● WHAT TO WORK ON:
Write out every line below that contains "segment".

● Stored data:
=== Begin Enclosure ===
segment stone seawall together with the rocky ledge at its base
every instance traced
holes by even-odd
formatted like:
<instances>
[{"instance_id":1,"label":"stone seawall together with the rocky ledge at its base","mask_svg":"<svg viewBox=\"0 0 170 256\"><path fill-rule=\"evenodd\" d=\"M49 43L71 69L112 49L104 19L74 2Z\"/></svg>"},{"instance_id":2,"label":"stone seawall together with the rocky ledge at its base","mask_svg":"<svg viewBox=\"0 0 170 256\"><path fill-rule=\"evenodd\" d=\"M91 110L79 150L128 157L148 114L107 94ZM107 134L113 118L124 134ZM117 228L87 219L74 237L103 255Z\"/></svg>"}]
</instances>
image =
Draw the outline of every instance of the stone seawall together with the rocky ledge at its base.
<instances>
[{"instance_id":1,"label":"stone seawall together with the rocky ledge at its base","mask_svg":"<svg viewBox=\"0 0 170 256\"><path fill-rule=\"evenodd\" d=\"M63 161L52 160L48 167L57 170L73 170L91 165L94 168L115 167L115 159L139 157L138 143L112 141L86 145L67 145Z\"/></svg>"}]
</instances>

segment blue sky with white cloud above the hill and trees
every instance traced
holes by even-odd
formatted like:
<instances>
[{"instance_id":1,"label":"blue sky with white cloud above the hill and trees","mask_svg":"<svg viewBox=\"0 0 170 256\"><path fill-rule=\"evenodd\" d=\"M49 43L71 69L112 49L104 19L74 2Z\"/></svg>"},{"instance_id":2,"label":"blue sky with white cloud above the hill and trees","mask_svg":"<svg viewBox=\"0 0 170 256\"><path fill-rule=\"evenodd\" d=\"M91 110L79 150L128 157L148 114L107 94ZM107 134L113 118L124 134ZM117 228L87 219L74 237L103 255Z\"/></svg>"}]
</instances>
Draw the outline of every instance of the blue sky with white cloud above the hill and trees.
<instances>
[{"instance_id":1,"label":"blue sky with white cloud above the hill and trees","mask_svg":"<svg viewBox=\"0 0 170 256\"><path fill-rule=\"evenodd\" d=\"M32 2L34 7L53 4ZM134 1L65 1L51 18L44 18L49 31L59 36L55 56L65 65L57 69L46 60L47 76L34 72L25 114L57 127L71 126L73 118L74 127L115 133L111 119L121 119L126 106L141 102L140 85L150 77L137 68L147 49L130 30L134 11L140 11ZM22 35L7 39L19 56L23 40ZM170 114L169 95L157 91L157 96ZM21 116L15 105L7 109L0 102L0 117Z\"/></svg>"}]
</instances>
=== End Enclosure ===
● PROBLEM SOLUTION:
segment stone seawall together with the rocky ledge at its base
segment blue sky with white cloud above the hill and trees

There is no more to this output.